## The task
Would it be possible to quote, exactly and in full, the lines from the one with "Note: in this drill we tag each instance of the carpet" through the end of the entries below?

== == ==

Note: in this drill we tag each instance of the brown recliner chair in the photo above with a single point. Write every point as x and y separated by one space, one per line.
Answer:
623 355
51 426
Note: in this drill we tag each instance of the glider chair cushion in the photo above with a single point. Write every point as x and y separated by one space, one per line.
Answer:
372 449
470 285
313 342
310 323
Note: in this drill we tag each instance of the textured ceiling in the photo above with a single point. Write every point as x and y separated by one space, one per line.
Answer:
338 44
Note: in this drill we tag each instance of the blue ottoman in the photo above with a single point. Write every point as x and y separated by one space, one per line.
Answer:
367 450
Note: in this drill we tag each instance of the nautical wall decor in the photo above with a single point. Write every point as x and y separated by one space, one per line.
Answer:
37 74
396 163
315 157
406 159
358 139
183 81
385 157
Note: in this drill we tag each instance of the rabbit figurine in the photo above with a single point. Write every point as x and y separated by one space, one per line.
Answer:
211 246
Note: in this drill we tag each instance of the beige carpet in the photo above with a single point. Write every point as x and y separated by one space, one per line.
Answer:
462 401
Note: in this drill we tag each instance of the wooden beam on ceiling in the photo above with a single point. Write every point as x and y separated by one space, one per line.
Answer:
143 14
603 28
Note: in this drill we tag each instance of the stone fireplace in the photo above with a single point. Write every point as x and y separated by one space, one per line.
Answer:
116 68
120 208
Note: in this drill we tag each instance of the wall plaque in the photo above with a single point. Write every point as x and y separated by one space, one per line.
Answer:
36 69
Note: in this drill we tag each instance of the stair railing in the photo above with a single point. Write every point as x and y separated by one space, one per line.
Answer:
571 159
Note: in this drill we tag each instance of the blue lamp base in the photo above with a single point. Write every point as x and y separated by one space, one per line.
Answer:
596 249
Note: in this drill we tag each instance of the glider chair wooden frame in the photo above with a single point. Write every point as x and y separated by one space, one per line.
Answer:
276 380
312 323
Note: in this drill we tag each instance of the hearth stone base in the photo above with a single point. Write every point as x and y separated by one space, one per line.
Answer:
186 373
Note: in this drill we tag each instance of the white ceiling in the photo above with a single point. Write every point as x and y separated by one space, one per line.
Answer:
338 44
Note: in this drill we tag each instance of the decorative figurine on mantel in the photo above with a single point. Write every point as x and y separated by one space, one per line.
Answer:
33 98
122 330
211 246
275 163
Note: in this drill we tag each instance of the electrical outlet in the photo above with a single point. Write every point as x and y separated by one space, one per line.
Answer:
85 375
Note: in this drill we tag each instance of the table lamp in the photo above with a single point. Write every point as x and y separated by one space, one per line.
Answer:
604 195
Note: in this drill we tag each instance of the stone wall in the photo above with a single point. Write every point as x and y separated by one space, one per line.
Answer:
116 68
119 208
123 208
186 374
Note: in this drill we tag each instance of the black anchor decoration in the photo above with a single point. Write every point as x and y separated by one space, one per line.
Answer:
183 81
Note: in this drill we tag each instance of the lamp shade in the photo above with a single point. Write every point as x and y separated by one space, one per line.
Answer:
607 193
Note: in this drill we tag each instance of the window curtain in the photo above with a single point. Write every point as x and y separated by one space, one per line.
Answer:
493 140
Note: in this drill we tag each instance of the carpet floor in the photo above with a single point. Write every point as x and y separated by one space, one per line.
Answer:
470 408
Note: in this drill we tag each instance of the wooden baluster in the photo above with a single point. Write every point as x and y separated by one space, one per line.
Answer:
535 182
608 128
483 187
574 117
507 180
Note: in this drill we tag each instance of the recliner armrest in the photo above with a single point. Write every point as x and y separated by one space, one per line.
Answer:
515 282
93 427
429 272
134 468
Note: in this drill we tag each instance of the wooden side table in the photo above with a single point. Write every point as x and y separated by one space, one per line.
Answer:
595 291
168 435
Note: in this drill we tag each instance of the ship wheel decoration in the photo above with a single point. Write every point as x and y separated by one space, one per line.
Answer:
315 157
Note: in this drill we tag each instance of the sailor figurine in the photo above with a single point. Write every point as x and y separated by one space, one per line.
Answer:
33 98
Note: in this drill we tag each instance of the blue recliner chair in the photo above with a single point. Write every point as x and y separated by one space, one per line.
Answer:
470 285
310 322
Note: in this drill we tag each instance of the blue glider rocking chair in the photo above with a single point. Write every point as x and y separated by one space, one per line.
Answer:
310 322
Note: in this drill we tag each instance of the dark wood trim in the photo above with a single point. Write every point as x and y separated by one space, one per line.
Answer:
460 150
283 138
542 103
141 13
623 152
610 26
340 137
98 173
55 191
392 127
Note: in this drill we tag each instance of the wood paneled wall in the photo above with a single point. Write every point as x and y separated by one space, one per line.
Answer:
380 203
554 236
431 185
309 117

== == ==

## The answer
Note: in this drill we tag each instance of the carpet floor in the photo above with a single point. Write every point as x and y separated by one space, one per line.
Answer:
470 408
Note: in this drill we tag each instance of the wooden baluster in the photo above with a single point. Write every point as x and y separated by one space, one per line.
Answer:
535 182
608 128
483 187
574 117
507 180
Note: in this drill we tag each instance of the recliner armrest in the photo above with a single point. Write every point as x and y separated by one space, one per line.
Answer:
515 282
93 427
429 272
134 468
Note: in this drill we tag each instance of the wooden side table in the photo above with a single point. Write every point as x and y separated by one space, one per line.
Answer:
595 291
168 435
Note: in this drill we tag each instance of the ship wheel decoration in the photo above with a single point. Write every point as x and y separated by one space, one per line.
Answer:
315 157
Note: in this drill we tag each instance of the sailor figurine in the photo above with a single point. Write every point as x and y separated by one space, one per line.
Answer:
33 98
Note: in this drill we tag each instance of the blue recliner chair in the photo above with a single point. Write every point as x and y separated by one space, one per line.
Answer:
470 285
310 322
Note: in this drill we tag each instance of the blue glider rocking chair in the photo above with a single point. Write every point as x and y separated by one space, one per line.
Answer:
310 322
Note: in this drill we tag each instance of the dark wood trim in the photo above with a single point. Write every point as x and y separated by one space, one per line.
Answer:
460 150
283 138
542 103
141 13
623 152
610 26
340 137
98 173
55 191
392 127
Note: in this drill we tag each instance of the wood paneled wall in the photo above with a single point. Write every point as x and y separated by one space, one per line.
Answer:
380 203
554 236
431 185
309 117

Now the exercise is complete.